### GOAL
Output the data exactly, with every line intact.

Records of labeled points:
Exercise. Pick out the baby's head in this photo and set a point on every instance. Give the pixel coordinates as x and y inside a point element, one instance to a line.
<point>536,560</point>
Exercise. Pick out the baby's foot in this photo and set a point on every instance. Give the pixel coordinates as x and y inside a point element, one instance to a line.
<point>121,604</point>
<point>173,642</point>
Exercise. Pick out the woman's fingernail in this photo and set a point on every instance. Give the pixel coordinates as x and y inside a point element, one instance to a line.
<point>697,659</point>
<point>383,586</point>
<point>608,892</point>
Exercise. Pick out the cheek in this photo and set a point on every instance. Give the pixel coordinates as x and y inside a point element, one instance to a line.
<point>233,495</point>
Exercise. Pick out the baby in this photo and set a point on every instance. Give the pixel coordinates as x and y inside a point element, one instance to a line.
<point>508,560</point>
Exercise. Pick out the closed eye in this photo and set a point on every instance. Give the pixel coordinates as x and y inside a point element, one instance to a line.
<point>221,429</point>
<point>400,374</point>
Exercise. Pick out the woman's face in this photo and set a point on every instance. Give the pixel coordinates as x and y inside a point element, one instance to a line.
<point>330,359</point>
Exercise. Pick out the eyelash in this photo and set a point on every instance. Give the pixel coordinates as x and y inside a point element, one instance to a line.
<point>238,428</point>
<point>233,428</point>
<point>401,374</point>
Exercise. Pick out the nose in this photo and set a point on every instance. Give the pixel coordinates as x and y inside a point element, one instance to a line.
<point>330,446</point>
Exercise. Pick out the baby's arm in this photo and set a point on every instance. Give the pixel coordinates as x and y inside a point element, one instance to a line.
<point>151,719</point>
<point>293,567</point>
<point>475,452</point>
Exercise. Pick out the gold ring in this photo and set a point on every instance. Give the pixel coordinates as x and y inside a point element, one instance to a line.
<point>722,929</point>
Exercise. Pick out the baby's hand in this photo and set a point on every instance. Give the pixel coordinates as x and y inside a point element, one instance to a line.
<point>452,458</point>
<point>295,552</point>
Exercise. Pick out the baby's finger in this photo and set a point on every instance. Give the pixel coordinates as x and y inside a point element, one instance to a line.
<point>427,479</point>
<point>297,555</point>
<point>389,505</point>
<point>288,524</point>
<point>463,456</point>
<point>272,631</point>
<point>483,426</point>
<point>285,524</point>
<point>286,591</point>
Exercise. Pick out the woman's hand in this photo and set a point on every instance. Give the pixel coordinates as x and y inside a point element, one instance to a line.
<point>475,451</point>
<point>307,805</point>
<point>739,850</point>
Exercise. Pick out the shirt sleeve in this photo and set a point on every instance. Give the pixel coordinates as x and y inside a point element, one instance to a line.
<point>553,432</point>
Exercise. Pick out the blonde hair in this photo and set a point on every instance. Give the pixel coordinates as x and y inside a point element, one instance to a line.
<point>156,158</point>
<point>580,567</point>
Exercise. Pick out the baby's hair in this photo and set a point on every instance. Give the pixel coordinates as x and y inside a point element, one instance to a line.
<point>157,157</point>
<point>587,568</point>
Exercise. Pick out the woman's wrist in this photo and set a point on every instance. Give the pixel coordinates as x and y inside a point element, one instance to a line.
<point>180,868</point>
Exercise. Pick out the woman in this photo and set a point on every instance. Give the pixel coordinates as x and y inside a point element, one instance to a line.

### ANSWER TO THIS EXERCISE
Exercise. Pick out the baby's head in this photo and set a point on every instance. Give the pixel coordinates as x and y inside a point element, one instance to a line.
<point>536,560</point>
Exercise. Pick out the baby's foot in this photo and set a point on every instance. Give the pixel coordinates as x and y inside a point element, one instance to a line.
<point>121,604</point>
<point>173,642</point>
Exercise. Pick out the woman's fingernail in this photo and set a point on every instance. Give the pixel coordinates as x and y inside a point element, one instance to a line.
<point>697,659</point>
<point>383,586</point>
<point>608,892</point>
Exercise. Pick out the cheek in this photo and set a point on every instance. Give the pixel coordinates as x and y inside a point element, one instance to a line.
<point>233,495</point>
Exercise. Pick out the baby in this photo and set a point on every instance. Give the pixel coordinates as x and y inside a point element, one instance to a line.
<point>508,560</point>
Exercise. Pick out the closed eye in this photo and set a point on every instance. Give the pixel coordinates as x and y inside a point element, one instance to a line.
<point>221,429</point>
<point>400,374</point>
Exercise. Pick out the woman's face in this photo and set a point on every instance. Give the pixel coordinates as x and y inside a point element, one instance to a line.
<point>330,359</point>
Exercise. Pick out the eyelash in this photo and set a point on every instance. Give the pixel coordinates as x and y inside a point element, one instance to a line.
<point>238,428</point>
<point>233,428</point>
<point>401,374</point>
Exercise. Pick out the nose in this photo and set a point on every instance. Give the pixel coordinates as x and y inside a point element, one instance to a line.
<point>330,446</point>
Exercise. Pick out the baby's arm in this photo and set a point on every instance. Give the pixel coordinates as x and y inside a point element, one instance to a line.
<point>151,719</point>
<point>293,567</point>
<point>475,452</point>
Exercise. Pick out the gold ring in this photo and set a point on every instance. Give the pixel coordinates as x and y inside a point element, one instance to a line.
<point>722,929</point>
Exercise. Pick out the baby's hand in this photo and set a point on every instance. Give the pixel coordinates as x and y inside a point element, one instance to a line.
<point>452,458</point>
<point>295,552</point>
Exercise. Pick out the baby's finger in this photo and set a point on every instance. Give the pixel coordinates as x and y inside a point element, one instance to a line.
<point>427,479</point>
<point>297,555</point>
<point>389,505</point>
<point>288,524</point>
<point>463,456</point>
<point>272,631</point>
<point>483,426</point>
<point>285,524</point>
<point>286,591</point>
Exercise. Pick out the woman's hand in this photo and set a point on every instance. Give the pixel coordinates as x and y inside a point element, one instance to a line.
<point>475,451</point>
<point>307,805</point>
<point>739,850</point>
Exercise. Pick out the shirt sleeve in this photo and set a point on every instance. Give the pixel coordinates as x and y inside a point element, one instance to a line.
<point>553,432</point>
Exercise. Pick out the blonde hair in this photo and set a point on every instance. Give the pixel coordinates as x and y inside a point element, one instance to a line.
<point>156,158</point>
<point>580,567</point>
Exercise. Pick out the baby's hair in this photo and set a point on every instance. Give the pixel coordinates as x and y inside a point element, one instance to a line.
<point>157,157</point>
<point>587,568</point>
Exercise. Pick out the woman's wrist in this photo and set a point on every instance. Give the pixel coordinates as x and y inside a point element, one instance to a line.
<point>180,868</point>
Exercise. Pick out the woman in this photo and set a point on every instance. Give the pixel coordinates as x and y inside a point element, one instance to a line.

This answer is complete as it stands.